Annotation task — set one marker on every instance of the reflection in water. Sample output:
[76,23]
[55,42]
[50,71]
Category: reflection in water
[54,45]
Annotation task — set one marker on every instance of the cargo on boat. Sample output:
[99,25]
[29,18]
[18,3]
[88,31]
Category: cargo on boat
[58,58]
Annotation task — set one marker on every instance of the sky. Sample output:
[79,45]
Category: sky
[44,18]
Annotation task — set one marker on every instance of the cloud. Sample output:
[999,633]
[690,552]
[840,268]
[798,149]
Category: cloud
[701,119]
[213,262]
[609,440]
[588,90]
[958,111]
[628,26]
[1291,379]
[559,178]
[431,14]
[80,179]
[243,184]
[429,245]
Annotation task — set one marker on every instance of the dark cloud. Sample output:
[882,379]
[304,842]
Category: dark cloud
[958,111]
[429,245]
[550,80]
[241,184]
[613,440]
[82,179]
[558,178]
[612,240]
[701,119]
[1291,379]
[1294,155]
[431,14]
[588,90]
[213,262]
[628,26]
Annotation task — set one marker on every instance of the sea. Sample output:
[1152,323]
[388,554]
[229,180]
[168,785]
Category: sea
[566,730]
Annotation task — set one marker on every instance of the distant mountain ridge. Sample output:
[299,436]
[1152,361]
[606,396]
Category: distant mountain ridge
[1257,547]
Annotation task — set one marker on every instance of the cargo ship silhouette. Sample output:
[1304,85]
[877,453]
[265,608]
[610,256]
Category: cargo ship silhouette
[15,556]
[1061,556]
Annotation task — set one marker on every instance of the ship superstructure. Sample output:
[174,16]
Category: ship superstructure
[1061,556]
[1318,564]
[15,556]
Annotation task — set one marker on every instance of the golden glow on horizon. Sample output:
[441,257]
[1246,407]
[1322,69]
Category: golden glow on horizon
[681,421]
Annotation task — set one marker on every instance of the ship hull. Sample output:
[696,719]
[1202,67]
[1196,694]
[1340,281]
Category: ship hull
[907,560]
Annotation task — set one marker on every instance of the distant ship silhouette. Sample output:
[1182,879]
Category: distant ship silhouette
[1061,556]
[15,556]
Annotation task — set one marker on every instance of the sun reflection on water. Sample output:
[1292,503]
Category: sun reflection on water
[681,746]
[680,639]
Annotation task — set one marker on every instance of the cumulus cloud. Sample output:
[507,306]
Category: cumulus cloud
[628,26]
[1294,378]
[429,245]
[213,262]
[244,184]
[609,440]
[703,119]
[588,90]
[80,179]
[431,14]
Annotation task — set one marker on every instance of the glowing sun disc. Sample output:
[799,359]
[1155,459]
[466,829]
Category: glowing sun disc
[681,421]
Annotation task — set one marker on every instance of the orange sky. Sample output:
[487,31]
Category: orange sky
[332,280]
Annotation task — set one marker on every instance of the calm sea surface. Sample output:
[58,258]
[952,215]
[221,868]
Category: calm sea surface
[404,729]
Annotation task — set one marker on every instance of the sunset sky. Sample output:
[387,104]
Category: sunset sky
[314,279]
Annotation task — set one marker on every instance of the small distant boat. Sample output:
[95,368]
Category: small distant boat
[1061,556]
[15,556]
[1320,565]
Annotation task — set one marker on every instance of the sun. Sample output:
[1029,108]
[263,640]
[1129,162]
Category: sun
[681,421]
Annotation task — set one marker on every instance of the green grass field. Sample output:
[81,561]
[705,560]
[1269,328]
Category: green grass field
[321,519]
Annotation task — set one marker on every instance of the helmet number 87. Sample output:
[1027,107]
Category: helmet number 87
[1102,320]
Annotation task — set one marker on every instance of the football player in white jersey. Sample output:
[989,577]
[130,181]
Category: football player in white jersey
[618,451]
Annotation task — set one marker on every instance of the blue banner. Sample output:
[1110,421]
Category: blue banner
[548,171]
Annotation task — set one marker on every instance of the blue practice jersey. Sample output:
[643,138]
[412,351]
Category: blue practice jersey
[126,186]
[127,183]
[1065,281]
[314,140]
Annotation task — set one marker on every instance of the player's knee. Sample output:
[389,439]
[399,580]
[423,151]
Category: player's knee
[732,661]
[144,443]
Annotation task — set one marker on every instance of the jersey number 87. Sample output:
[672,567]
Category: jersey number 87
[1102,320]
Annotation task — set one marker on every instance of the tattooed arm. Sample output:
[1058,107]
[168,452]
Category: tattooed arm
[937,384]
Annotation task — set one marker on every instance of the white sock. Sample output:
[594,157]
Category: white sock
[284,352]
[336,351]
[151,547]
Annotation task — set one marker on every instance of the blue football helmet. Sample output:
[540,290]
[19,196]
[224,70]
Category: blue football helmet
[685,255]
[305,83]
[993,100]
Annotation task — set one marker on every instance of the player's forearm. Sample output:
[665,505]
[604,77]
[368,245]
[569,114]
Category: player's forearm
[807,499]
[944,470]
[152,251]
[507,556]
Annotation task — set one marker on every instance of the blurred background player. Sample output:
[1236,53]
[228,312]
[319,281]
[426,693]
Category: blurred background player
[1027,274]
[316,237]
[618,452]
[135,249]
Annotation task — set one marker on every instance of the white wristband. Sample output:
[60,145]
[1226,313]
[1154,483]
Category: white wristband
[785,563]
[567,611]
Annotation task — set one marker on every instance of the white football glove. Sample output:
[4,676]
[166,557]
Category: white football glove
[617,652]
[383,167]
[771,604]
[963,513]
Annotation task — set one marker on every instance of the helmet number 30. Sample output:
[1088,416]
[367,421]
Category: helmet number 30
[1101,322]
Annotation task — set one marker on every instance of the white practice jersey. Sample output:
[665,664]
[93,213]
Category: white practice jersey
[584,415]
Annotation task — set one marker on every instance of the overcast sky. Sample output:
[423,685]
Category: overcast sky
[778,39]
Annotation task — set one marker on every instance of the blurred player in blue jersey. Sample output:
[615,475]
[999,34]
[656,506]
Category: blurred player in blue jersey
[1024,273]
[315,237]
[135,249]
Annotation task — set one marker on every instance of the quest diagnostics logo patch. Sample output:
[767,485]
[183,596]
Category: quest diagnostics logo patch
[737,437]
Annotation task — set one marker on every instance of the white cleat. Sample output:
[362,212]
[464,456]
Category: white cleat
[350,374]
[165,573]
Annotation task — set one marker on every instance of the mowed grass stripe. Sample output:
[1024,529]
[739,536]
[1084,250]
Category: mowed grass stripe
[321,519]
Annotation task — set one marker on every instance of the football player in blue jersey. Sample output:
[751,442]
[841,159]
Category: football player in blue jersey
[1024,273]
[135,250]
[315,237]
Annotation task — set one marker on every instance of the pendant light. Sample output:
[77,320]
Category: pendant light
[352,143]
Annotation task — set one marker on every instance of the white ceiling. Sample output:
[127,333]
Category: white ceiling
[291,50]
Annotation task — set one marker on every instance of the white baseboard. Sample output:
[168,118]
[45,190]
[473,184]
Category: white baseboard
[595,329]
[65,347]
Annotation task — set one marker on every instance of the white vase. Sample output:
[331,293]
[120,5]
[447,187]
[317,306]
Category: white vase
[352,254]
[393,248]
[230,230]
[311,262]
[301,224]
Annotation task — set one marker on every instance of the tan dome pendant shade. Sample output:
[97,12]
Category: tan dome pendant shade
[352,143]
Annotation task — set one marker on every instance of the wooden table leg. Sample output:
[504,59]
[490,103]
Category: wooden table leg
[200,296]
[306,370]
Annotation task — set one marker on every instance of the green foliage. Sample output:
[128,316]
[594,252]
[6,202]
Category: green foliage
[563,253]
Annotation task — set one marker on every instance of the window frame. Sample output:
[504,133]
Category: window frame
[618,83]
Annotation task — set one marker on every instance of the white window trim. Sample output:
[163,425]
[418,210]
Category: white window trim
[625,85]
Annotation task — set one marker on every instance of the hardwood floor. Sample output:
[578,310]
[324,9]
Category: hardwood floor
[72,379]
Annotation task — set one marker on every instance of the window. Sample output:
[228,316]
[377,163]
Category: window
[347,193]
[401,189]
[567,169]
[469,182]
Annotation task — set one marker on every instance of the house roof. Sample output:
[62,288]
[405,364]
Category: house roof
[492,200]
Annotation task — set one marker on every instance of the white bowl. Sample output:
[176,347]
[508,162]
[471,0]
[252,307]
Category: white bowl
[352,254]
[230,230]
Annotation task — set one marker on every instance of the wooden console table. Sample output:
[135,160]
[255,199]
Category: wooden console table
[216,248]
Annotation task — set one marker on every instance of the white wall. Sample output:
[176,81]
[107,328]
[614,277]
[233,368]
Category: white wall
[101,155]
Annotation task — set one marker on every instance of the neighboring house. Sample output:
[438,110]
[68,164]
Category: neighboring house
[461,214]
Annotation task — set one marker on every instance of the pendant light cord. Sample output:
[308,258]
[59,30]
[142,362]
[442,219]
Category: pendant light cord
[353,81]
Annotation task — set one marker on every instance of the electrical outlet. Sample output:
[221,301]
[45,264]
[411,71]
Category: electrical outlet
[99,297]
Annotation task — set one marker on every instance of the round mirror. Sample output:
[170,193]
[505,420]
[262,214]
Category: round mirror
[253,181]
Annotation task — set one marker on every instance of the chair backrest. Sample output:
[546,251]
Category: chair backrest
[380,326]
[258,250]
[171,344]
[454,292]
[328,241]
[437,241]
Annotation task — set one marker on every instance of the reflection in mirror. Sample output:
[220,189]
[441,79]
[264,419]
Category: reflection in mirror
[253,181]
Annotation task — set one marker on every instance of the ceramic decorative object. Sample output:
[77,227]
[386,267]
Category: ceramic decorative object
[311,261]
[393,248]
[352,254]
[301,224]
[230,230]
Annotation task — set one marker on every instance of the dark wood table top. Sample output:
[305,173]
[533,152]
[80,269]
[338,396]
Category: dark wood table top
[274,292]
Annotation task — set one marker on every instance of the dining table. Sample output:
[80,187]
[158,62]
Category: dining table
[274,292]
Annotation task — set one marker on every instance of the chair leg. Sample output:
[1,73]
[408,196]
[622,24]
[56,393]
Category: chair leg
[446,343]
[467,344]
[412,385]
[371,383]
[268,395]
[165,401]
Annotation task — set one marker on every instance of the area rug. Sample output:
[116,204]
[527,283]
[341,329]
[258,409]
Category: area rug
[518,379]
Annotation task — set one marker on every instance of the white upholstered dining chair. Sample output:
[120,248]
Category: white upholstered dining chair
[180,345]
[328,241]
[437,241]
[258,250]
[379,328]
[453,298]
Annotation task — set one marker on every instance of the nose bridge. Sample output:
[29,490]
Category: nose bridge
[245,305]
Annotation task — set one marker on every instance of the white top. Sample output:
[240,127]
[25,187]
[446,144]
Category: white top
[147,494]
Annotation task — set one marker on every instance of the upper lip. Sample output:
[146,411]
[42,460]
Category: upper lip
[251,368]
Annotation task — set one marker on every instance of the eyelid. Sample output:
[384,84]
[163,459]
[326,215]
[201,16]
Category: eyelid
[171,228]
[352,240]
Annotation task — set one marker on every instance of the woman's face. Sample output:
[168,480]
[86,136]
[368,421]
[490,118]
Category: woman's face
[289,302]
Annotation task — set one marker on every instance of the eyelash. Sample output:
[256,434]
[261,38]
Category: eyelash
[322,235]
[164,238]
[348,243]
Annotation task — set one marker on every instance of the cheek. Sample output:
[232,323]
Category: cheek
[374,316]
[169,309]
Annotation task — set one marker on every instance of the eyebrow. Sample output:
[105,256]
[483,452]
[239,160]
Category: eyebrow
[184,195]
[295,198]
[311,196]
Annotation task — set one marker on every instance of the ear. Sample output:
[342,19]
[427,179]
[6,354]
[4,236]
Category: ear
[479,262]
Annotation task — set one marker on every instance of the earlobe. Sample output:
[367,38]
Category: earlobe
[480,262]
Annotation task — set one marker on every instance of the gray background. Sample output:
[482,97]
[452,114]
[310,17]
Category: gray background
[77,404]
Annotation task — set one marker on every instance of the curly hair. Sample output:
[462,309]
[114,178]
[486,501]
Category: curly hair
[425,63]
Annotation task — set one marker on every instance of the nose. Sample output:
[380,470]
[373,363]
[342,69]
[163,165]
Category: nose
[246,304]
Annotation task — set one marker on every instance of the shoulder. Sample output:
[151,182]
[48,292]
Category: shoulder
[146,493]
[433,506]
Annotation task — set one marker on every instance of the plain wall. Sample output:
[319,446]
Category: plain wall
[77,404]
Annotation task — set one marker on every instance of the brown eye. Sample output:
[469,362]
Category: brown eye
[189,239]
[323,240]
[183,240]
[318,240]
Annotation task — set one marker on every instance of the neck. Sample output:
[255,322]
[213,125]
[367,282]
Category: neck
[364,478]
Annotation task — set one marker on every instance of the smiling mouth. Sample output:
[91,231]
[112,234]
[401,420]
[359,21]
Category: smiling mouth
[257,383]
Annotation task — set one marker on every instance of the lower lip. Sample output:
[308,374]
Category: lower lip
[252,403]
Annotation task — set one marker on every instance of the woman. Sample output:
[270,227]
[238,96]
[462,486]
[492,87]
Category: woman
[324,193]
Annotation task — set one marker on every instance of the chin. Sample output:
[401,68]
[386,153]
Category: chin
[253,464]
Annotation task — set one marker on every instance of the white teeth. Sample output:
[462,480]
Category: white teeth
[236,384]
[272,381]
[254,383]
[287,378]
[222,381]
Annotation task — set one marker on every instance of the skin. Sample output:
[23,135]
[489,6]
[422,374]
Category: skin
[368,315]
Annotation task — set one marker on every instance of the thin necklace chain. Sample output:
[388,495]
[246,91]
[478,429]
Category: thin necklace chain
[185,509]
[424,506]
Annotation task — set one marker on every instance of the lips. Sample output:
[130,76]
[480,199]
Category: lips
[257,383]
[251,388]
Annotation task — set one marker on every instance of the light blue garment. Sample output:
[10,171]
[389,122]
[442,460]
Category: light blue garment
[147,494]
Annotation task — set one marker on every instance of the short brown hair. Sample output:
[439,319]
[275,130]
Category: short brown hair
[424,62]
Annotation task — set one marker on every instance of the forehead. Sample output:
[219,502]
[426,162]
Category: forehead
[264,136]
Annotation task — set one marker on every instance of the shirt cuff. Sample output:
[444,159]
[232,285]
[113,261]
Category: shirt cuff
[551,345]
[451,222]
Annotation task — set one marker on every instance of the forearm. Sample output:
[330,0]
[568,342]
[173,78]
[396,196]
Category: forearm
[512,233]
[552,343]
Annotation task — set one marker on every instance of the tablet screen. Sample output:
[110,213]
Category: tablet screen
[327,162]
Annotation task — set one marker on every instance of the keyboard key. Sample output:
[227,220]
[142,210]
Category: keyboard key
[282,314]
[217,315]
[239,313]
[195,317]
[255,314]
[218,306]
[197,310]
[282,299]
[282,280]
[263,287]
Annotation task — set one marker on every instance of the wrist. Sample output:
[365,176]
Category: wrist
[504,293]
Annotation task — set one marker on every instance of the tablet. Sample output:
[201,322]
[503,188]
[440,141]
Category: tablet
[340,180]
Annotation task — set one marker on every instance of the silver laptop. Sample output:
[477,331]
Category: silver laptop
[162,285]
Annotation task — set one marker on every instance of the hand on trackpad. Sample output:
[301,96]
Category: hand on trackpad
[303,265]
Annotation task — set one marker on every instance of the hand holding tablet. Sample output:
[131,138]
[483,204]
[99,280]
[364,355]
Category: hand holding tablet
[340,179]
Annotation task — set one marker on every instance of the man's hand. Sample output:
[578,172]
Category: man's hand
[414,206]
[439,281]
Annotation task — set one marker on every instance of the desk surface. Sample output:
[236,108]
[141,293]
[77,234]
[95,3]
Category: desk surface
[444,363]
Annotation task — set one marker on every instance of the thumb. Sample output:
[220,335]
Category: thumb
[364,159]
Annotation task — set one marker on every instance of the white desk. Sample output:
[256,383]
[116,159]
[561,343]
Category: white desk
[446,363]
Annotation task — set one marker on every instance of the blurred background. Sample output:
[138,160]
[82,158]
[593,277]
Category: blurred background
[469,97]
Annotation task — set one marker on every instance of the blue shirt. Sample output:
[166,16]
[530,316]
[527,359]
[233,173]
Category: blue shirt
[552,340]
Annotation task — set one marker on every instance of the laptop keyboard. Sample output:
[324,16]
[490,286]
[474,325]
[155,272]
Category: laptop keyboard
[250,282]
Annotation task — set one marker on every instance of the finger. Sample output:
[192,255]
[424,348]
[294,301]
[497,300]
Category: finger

******************************

Exercise instructions: Reproduce the lines from the one containing "the tablet screen." to the end of the entries, keeping both ends and adding nothing.

Correct answer:
Annotation task — set one marker on every instance of the tablet screen. Sample output:
[110,213]
Category: tablet screen
[327,162]
Annotation task — set one marker on every instance of the keyboard key. Sample output:
[227,220]
[142,210]
Category: keyboard key
[282,314]
[217,315]
[239,313]
[195,317]
[255,314]
[218,306]
[197,310]
[282,299]
[282,280]
[263,287]
Annotation task — set one marker on every instance of the wrist. Sample output:
[365,176]
Category: wrist
[504,293]
Annotation task — set one marker on every instance of the tablet. Sample output:
[201,322]
[503,188]
[440,141]
Category: tablet
[340,180]
Annotation task — set one marker on every instance of the silver laptop. Sample output:
[477,331]
Category: silver laptop
[162,285]
Annotation task — set one marker on every instance of the hand on trackpad. Sample output:
[301,96]
Category: hand on trackpad
[303,265]
Annotation task — set one marker on every instance of the hand holding tablet. Sample output:
[131,138]
[483,204]
[99,280]
[364,355]
Category: hand holding tablet
[340,179]
Annotation task — set one marker on every instance of the man's hand. Sample output:
[578,172]
Category: man's hand
[414,206]
[439,281]
Annotation task — set one marker on every instance of the desk surface. Sample output:
[236,108]
[141,293]
[77,234]
[95,3]
Category: desk surface
[444,363]
Annotation task — set one marker on every instance of the thumb. Sample output:
[220,335]
Category: thumb
[364,159]
Annotation task — set one marker on every instance of the white desk. Sample output:
[256,383]
[116,159]
[561,343]
Category: white desk
[446,363]
Annotation task — set one marker on every instance of the blurred background. Sample output:
[138,160]
[82,158]
[593,277]
Category: blurred background
[469,97]
Annotation task — set one marker on every instance of the blue shirt. Sample output:
[166,16]
[530,316]
[527,359]
[233,173]
Category: blue shirt
[552,340]
Annotation task — set one marker on every instance of the laptop keyboard. Sample output:
[324,16]
[490,286]
[474,325]
[155,272]
Category: laptop keyboard
[250,282]
Annotation task — set one marker on every instance of the finger. Sample output:
[192,255]
[424,348]
[294,301]
[497,300]
Category: finger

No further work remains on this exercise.